▶ **Task brief**: Copy all of the material below exactly.

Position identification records
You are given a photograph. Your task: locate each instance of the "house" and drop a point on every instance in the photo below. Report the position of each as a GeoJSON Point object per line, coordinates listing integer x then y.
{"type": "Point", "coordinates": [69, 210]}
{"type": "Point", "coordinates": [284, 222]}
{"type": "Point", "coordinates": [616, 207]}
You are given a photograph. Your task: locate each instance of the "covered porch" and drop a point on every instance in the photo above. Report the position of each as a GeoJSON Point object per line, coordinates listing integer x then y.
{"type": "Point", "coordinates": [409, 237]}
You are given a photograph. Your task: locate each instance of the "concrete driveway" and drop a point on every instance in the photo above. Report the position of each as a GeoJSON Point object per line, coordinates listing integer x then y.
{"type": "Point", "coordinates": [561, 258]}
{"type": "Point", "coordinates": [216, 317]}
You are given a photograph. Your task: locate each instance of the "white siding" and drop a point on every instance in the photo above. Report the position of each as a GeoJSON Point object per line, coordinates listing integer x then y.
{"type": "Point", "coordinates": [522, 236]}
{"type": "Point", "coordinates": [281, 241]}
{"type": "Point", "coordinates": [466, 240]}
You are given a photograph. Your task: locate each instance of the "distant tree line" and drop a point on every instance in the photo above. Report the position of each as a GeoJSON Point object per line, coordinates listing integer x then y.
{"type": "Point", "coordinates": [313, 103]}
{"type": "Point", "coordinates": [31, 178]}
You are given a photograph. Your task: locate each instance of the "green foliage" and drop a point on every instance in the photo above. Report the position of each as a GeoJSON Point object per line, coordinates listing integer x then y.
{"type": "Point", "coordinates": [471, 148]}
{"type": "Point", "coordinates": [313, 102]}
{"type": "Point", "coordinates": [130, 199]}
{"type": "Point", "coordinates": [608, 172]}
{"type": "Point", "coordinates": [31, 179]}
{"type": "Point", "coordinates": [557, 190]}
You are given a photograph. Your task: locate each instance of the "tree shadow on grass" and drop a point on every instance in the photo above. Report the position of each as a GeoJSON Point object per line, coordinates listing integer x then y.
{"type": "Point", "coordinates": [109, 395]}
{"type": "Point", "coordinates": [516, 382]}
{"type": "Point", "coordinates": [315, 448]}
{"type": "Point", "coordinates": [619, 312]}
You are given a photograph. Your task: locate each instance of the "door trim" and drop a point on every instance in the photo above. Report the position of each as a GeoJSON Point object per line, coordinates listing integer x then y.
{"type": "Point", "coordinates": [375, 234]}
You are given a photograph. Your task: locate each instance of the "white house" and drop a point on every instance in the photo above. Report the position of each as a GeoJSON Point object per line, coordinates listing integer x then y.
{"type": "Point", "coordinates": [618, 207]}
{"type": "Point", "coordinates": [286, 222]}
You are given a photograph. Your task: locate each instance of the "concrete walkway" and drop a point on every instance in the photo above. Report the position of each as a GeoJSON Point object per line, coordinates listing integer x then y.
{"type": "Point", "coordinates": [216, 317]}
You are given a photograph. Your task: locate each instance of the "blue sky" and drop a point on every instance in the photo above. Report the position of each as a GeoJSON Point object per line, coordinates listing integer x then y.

▶ **Finished task**:
You are given a photograph. Your task: locate each instance of the "house" and drop a point on every instance in the photo below. Report the position of each as a GeoJSON Point object per line, coordinates listing integer x then y.
{"type": "Point", "coordinates": [69, 210]}
{"type": "Point", "coordinates": [284, 222]}
{"type": "Point", "coordinates": [616, 207]}
You are given a photograph. Your task: locate each instance of the "covered porch" and drop a point on every instance in the photo above. Report the position of each as a GeoJSON Point object per line, coordinates listing integer x then y.
{"type": "Point", "coordinates": [409, 237]}
You are given a photograph. Your task: locate each instance of the "concrete driveway" and drop a point on every instance in the photo above. Report the position of each as a GeoJSON Point object per line, coordinates listing integer x then y.
{"type": "Point", "coordinates": [561, 258]}
{"type": "Point", "coordinates": [216, 317]}
You are given a photograph. Your task: locate each instance of the "white siding" and drop a point on every instance in the photo above. Report the position of each as a GeoJSON Point object per line, coordinates listing integer x then y.
{"type": "Point", "coordinates": [522, 236]}
{"type": "Point", "coordinates": [281, 241]}
{"type": "Point", "coordinates": [466, 240]}
You are given a photograph. Your task: locate each instance of the "distant tree line" and drop a point on every instance in the photo above. Report the position of each as a GeoJSON Point object per line, coordinates listing integer x then y.
{"type": "Point", "coordinates": [313, 103]}
{"type": "Point", "coordinates": [31, 178]}
You are given a photograph. Your task: locate each instance of the "green foliage" and drop a point on every instance in the photo above. Report the position of each as a GeoJSON Point object per line, coordinates listing integer x then y.
{"type": "Point", "coordinates": [471, 148]}
{"type": "Point", "coordinates": [313, 102]}
{"type": "Point", "coordinates": [130, 199]}
{"type": "Point", "coordinates": [608, 172]}
{"type": "Point", "coordinates": [31, 179]}
{"type": "Point", "coordinates": [557, 190]}
You are given a photograph. Your task: locate each instance of the "tree shadow on grass" and drop a point on every instance in the photo above. Report the position of each as a GeoJSON Point object per line, coordinates listing integer x then y.
{"type": "Point", "coordinates": [109, 395]}
{"type": "Point", "coordinates": [516, 382]}
{"type": "Point", "coordinates": [315, 448]}
{"type": "Point", "coordinates": [619, 312]}
You are given a photograph. Your task: locate each instance of the "door trim" and drop a point on every instance in the photo above. Report the position of each as a GeoJSON Point object per line, coordinates listing integer x then y.
{"type": "Point", "coordinates": [375, 234]}
You are given a photograph. Your task: locate each instance of the "white house" and drop a point on every instance in the photo above. Report the position of each as a GeoJSON Point object per line, coordinates listing integer x then y.
{"type": "Point", "coordinates": [618, 207]}
{"type": "Point", "coordinates": [286, 222]}
You are given a photograph. Your task: locate each instance of the "concrete walkway" and drop a point on every instance in the photo above. Report the position of each as a GeoJSON Point object per line, coordinates listing integer x then y.
{"type": "Point", "coordinates": [216, 317]}
You are given a photograph. Your task: locate each instance of the "blue sky" and drop a point on every instance in the photo above. Report the position of each as a GeoJSON Point object per line, coordinates listing integer x then y.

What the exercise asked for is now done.